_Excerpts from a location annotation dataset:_
begin
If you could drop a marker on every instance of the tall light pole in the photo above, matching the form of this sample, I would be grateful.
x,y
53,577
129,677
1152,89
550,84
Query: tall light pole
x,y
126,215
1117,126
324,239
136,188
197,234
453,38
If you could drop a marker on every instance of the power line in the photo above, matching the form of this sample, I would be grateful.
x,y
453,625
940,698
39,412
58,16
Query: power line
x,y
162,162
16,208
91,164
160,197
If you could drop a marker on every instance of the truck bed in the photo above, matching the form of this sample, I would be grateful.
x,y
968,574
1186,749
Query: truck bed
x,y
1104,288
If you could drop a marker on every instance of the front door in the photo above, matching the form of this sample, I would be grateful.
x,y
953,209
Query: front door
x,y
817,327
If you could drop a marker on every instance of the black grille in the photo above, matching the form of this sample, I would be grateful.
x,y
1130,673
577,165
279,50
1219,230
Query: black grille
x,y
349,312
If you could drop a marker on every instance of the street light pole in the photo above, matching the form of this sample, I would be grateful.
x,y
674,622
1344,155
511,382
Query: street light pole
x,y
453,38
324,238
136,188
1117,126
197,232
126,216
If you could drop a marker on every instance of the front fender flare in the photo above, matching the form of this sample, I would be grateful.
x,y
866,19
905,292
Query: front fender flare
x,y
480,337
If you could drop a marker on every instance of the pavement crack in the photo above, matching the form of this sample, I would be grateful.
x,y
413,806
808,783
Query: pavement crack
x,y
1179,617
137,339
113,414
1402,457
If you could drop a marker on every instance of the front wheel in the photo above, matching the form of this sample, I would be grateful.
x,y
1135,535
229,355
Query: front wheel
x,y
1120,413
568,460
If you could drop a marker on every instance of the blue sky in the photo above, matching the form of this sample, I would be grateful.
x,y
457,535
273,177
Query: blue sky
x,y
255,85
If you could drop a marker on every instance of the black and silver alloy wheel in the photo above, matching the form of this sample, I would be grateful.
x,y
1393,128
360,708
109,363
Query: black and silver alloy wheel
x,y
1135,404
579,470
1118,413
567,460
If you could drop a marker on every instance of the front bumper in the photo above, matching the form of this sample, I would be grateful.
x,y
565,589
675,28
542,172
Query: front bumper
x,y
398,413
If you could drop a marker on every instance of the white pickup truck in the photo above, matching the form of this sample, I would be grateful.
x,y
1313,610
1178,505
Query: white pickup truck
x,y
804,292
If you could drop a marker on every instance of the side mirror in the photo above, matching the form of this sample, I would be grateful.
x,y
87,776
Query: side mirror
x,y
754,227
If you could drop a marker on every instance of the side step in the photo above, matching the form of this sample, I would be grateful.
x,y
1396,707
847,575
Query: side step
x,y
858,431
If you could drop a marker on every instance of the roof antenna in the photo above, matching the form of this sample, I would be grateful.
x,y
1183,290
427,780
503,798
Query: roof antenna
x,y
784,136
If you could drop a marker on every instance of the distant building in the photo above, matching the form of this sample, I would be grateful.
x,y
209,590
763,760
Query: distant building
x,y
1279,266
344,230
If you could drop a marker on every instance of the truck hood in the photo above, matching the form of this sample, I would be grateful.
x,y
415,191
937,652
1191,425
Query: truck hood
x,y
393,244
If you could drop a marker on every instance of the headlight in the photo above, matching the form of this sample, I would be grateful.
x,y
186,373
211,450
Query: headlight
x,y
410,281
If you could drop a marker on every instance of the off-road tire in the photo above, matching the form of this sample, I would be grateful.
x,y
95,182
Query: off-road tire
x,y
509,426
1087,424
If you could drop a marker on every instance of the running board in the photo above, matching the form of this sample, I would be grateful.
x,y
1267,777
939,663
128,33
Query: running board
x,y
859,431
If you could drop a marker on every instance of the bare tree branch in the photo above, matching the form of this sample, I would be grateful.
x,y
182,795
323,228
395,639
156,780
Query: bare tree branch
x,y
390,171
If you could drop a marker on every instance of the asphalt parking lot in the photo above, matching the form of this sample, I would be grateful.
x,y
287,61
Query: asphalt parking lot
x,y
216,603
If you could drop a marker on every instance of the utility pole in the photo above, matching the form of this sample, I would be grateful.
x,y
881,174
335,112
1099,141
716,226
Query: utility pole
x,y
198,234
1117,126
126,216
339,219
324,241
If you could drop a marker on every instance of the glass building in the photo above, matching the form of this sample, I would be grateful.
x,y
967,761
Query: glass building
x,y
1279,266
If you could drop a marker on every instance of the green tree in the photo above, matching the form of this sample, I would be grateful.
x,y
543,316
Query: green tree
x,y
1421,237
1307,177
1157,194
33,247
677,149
end
_Written instruction:_
Copy out the records above from the line containing "of the off-road" through the end of the records, keeping every line unchanged.

_Task result:_
If you could drop a marker on every instance of the off-road tire in the photo above, matching the form of this sample, I would be grateful.
x,y
95,182
Query: off-road tire
x,y
509,426
1087,424
If you could drop a marker on every instance of the running board in the photo above, matching the form of this sample, I would be grateful.
x,y
1267,777
939,663
128,33
Query: running board
x,y
859,431
If you could drop a marker on every instance of the bare tree branch in the photo above, matching the form of this sample, I would be grateful.
x,y
182,795
323,228
395,639
156,780
Query: bare tree branch
x,y
390,171
If you could drop a marker on every instance of the asphalt parking lot in the photo above, matching the form of this sample, I would be grateful.
x,y
287,61
Query: asphalt parking lot
x,y
216,603
If you could drop a marker on every instance of the utility pole in the photo above, matching the form of this sample, I would be grateful.
x,y
881,174
335,112
1099,141
716,226
Query: utility pole
x,y
198,234
1117,126
126,216
339,219
324,241
If you could drop a marker on every instance of the glass building in the photo above, matching the form of this sample, I would be grateful.
x,y
967,761
Query: glass building
x,y
1279,266
If you could drop a marker on every instance of the green tree in the photo above, matching the form of this sample, I would be grateful.
x,y
543,316
Query: green tree
x,y
1421,237
1307,177
1157,194
33,247
677,149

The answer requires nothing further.